Source data:
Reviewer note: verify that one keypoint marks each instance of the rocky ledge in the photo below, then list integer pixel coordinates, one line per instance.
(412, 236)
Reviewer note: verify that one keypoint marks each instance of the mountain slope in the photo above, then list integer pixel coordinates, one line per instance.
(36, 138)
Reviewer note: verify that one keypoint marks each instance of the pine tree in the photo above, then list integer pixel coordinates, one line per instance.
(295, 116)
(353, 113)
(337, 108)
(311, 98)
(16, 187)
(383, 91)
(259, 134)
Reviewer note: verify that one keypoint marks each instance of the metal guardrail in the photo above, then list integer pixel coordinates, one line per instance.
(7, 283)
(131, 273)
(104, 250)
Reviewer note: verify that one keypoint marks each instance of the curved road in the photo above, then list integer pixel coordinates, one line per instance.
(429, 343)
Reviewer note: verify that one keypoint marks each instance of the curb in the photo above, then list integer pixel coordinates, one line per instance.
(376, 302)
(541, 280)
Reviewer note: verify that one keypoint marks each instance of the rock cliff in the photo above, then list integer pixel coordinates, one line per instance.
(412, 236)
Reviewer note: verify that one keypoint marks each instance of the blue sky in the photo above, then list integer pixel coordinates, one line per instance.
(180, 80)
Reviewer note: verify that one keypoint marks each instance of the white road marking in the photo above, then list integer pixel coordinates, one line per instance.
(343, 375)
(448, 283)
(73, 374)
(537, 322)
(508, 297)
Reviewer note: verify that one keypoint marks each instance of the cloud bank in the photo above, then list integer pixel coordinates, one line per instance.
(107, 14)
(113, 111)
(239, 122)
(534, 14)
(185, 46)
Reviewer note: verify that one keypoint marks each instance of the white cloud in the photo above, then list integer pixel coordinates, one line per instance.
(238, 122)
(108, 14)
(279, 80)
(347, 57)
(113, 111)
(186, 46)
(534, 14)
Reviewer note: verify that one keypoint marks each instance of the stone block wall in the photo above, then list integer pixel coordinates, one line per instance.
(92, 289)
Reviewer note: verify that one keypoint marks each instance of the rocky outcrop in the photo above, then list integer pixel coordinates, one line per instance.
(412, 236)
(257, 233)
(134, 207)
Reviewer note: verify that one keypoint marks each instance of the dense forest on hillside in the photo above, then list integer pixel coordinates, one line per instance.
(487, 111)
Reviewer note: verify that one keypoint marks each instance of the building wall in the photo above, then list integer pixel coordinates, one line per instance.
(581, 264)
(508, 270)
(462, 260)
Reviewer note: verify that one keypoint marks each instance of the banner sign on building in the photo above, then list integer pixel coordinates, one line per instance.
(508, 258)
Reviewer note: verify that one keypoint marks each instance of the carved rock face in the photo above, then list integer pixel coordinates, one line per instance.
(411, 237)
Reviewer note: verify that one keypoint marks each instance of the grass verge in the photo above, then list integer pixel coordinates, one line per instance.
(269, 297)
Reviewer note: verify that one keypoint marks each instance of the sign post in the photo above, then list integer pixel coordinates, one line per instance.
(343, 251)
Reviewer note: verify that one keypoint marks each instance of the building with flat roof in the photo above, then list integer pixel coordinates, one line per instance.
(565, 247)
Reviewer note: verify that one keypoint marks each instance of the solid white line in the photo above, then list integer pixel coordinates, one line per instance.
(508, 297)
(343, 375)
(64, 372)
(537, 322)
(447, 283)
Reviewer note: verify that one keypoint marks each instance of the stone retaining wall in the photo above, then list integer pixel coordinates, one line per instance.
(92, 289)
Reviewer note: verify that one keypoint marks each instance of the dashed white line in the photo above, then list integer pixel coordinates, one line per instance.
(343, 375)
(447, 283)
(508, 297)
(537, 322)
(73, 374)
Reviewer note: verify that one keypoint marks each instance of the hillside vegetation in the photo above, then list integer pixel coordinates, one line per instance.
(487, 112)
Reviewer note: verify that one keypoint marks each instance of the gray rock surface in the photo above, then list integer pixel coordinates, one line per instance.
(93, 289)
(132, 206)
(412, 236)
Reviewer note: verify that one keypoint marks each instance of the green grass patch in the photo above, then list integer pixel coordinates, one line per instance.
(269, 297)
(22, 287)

◆ Written request: Copy the entries from the line containing "of the green" through the last one, swapping "green grass patch" for "grassy patch" and changing nothing else.

◆ Task response:
Reviewer note: verify that one keypoint marks each instance of the grassy patch in the photo above, then list integer pixel coordinates, one line per instance.
(269, 297)
(22, 287)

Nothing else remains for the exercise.